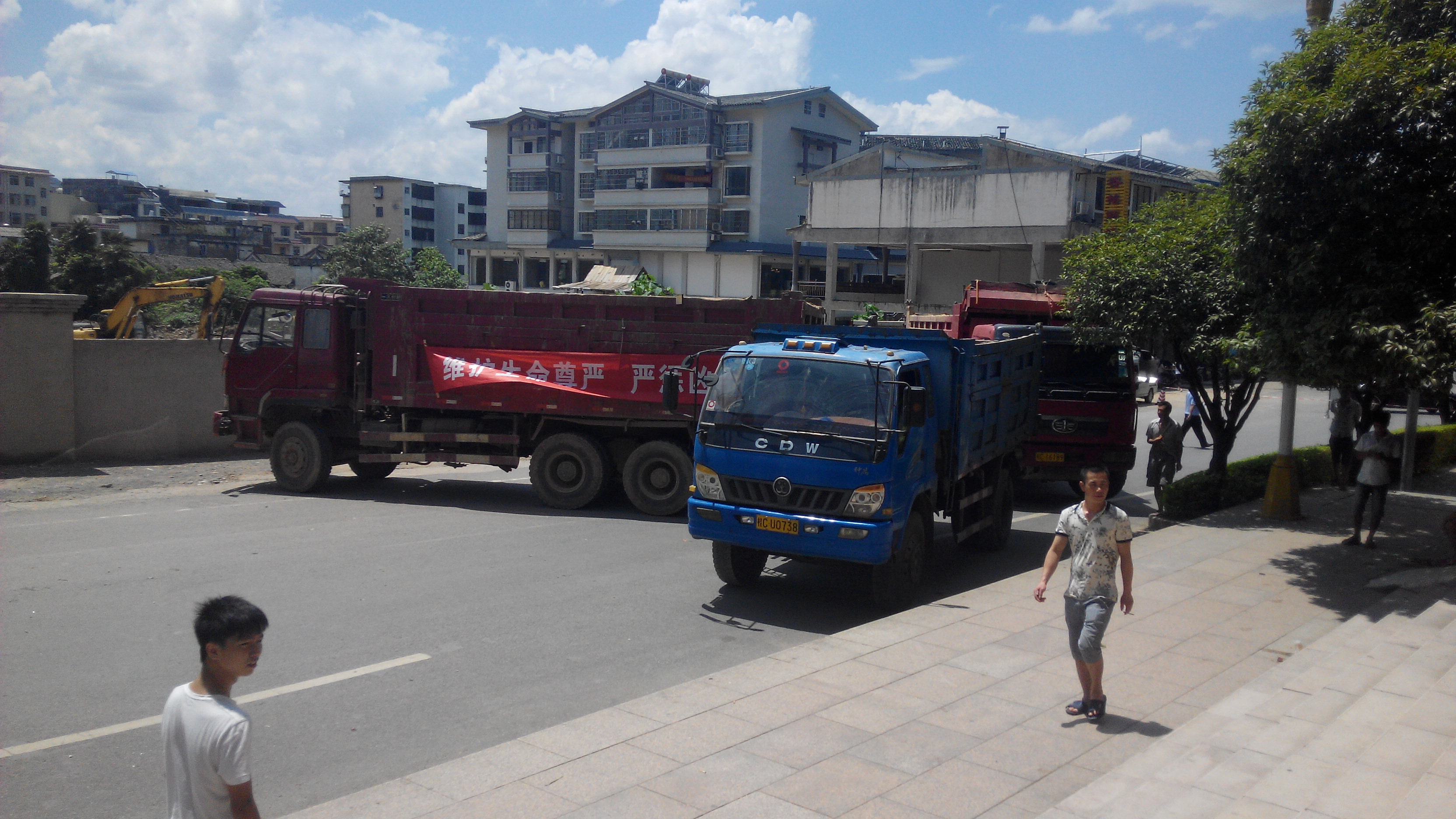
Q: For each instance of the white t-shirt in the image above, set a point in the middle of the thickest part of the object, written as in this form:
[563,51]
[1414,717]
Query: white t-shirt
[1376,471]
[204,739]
==
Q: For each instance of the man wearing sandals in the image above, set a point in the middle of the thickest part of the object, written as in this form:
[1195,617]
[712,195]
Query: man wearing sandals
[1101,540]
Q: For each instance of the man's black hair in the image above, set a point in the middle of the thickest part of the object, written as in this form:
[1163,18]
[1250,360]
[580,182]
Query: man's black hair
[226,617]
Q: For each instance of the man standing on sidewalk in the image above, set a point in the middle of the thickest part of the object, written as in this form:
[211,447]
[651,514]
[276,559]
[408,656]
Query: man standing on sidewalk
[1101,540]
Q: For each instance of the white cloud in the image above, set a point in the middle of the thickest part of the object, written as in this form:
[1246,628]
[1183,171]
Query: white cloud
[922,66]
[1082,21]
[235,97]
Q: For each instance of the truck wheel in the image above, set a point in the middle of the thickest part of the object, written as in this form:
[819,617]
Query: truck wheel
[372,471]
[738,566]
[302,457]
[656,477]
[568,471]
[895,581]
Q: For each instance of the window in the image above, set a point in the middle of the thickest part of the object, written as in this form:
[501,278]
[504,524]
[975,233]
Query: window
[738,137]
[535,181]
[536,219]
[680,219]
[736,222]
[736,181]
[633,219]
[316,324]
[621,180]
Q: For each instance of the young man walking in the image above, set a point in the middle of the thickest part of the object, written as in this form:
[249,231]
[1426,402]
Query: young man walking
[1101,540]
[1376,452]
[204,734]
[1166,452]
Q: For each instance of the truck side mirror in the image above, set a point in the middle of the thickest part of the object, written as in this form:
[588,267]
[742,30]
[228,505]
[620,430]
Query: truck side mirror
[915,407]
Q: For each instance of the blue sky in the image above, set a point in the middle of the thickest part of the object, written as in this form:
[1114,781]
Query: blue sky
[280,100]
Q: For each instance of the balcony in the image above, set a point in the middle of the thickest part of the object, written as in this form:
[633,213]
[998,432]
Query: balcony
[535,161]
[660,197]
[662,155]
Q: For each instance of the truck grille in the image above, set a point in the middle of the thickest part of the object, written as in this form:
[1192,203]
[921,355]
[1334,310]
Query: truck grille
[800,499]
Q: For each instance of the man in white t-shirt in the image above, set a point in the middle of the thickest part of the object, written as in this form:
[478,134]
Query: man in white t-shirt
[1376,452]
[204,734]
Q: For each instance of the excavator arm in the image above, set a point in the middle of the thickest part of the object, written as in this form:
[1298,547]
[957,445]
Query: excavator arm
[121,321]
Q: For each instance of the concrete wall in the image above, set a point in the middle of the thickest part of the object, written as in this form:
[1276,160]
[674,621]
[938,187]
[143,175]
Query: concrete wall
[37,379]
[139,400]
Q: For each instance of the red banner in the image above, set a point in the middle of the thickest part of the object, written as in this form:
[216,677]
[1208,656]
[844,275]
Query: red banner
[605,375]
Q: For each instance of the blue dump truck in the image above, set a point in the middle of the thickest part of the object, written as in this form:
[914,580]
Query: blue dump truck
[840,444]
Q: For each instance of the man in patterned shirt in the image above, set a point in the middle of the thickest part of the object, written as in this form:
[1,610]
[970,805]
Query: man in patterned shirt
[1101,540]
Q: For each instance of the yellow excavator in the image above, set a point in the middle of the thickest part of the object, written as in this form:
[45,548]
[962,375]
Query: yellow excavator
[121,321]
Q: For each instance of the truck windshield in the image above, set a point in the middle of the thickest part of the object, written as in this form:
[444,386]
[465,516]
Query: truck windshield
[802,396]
--
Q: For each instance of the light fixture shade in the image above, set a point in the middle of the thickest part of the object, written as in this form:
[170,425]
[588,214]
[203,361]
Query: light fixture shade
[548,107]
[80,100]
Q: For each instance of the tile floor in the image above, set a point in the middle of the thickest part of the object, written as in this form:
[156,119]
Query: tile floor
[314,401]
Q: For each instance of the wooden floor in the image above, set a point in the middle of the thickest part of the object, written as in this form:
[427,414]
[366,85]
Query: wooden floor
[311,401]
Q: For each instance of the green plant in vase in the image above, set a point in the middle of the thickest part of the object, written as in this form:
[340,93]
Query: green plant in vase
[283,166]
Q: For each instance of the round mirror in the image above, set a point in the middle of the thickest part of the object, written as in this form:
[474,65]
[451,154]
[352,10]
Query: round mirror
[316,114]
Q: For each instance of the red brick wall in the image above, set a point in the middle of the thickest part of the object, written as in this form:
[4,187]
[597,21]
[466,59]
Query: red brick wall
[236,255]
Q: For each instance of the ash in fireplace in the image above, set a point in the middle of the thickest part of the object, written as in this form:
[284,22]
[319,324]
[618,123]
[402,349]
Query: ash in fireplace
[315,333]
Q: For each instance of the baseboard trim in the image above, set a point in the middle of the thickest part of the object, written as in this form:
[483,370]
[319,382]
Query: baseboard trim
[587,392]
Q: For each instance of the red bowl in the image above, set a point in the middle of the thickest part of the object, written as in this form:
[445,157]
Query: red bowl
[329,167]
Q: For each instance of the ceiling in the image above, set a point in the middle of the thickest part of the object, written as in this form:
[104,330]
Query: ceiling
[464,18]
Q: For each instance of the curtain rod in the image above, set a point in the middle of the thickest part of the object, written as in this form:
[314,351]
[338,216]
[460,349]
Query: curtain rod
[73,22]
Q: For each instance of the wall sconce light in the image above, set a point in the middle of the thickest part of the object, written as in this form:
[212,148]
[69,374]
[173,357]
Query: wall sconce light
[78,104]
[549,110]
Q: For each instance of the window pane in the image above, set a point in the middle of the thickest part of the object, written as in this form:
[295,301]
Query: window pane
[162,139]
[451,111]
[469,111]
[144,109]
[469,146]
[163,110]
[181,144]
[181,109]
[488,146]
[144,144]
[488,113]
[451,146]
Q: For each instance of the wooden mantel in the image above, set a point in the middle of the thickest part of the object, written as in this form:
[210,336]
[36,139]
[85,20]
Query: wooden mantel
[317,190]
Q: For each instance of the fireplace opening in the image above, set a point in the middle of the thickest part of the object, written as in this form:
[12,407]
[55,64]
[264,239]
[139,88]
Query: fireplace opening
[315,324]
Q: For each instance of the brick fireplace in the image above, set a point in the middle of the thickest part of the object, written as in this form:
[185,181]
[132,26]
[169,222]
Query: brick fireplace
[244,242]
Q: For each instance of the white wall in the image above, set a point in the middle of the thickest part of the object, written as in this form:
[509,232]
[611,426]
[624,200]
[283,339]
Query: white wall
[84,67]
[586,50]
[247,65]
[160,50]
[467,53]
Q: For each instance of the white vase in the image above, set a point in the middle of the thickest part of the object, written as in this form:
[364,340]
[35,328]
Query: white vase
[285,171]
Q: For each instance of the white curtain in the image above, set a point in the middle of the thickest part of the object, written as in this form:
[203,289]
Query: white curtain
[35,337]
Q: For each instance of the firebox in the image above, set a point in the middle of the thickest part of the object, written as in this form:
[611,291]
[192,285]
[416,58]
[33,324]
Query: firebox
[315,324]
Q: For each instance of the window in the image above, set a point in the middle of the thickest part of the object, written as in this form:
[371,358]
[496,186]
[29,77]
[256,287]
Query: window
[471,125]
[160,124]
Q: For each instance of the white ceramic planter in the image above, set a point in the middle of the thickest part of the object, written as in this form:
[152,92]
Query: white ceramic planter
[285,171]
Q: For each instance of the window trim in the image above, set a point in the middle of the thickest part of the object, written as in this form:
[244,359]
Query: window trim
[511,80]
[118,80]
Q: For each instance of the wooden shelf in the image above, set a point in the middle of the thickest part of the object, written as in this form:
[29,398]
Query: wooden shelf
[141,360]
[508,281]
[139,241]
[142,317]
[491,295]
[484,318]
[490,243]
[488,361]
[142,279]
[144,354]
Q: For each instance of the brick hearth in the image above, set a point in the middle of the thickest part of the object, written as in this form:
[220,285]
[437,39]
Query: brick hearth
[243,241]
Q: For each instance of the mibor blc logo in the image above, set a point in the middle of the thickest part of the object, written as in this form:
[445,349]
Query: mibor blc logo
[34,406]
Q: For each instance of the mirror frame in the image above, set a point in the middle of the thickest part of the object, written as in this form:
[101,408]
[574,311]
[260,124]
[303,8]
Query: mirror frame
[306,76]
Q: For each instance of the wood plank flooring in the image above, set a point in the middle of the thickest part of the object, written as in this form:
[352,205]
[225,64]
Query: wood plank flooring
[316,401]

PROMPT >>
Count the lines in the listing above that contain the word "ceiling". Reply with the number alone.

COMPLETED TASK >>
2